Given problem: Gather every line in the rows below that contains the string "light", and copy each one out. Case counts.

Data lines:
■ ■ ■ ■ ■ ■ ■

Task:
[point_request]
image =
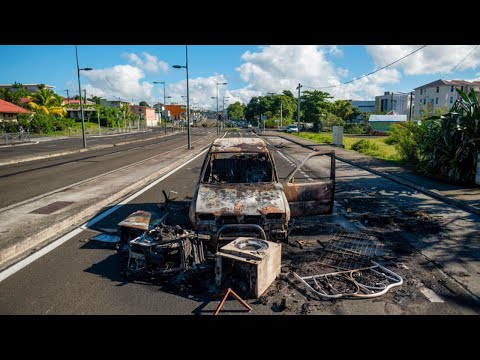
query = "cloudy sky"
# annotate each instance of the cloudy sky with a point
(128, 71)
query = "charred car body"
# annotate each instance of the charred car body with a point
(239, 184)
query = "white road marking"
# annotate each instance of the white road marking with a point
(430, 294)
(35, 256)
(92, 178)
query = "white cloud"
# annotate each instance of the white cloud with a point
(150, 63)
(120, 80)
(334, 50)
(201, 90)
(434, 59)
(281, 67)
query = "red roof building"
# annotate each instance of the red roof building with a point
(9, 111)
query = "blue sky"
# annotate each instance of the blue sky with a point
(128, 71)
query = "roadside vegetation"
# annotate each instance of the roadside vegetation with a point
(442, 145)
(49, 117)
(377, 147)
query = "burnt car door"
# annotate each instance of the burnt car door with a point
(311, 196)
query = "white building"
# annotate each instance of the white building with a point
(363, 106)
(116, 103)
(441, 94)
(32, 88)
(393, 101)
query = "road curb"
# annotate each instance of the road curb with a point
(458, 203)
(16, 252)
(70, 152)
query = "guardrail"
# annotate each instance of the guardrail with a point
(11, 138)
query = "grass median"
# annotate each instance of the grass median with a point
(375, 146)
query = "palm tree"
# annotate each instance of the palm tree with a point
(47, 102)
(452, 141)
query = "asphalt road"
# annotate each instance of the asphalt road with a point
(30, 179)
(83, 277)
(40, 146)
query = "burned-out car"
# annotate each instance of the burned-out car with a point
(239, 184)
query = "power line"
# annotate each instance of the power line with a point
(470, 53)
(373, 72)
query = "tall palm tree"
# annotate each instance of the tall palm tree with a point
(47, 102)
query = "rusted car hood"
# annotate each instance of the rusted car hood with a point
(240, 199)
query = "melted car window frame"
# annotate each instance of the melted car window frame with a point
(238, 168)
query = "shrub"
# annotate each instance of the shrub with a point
(407, 138)
(354, 129)
(365, 146)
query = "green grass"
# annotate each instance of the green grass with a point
(374, 146)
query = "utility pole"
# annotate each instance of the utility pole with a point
(298, 107)
(98, 118)
(411, 103)
(68, 97)
(281, 114)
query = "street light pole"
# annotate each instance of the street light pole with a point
(224, 83)
(164, 102)
(81, 106)
(188, 96)
(298, 108)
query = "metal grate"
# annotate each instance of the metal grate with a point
(350, 251)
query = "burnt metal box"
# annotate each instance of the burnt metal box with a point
(259, 262)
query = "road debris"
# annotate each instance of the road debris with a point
(369, 282)
(240, 300)
(108, 238)
(164, 250)
(350, 251)
(252, 264)
(361, 276)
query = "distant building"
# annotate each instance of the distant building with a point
(177, 111)
(33, 88)
(146, 113)
(363, 106)
(75, 102)
(9, 111)
(441, 94)
(115, 103)
(383, 123)
(393, 101)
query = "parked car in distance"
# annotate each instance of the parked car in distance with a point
(292, 128)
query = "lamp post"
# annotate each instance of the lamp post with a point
(164, 101)
(188, 96)
(223, 109)
(80, 94)
(224, 83)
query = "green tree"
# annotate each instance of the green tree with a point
(47, 102)
(315, 104)
(452, 142)
(236, 110)
(345, 110)
(15, 94)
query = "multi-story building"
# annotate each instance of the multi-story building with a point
(32, 88)
(363, 106)
(146, 113)
(394, 101)
(177, 111)
(441, 94)
(116, 103)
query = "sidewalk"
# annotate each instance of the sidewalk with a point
(50, 216)
(465, 197)
(456, 254)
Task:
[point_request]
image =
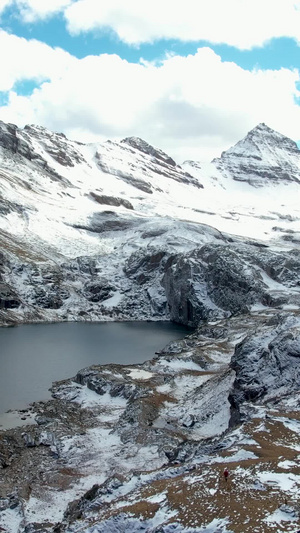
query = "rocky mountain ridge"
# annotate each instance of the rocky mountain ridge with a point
(119, 231)
(86, 230)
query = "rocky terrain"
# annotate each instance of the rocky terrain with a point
(119, 231)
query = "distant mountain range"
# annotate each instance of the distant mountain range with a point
(119, 231)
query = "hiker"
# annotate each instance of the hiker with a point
(226, 474)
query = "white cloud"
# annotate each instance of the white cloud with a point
(30, 60)
(240, 23)
(4, 4)
(192, 107)
(32, 10)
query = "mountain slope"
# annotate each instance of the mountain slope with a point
(118, 231)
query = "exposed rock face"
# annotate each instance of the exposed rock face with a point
(267, 363)
(146, 148)
(111, 200)
(223, 280)
(263, 156)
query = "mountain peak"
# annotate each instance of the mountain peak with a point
(262, 156)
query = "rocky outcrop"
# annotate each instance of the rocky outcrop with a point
(266, 364)
(103, 199)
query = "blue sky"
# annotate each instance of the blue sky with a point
(191, 79)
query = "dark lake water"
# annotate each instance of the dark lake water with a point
(33, 356)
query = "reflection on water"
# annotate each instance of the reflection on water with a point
(33, 356)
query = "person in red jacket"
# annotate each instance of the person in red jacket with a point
(225, 474)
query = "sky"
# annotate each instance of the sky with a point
(191, 78)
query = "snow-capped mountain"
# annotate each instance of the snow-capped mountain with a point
(86, 230)
(119, 231)
(263, 156)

■ ■ ■ ■ ■ ■ ■

Finished exercise:
query = "street light pole"
# annotate each instance of the street light pole with a point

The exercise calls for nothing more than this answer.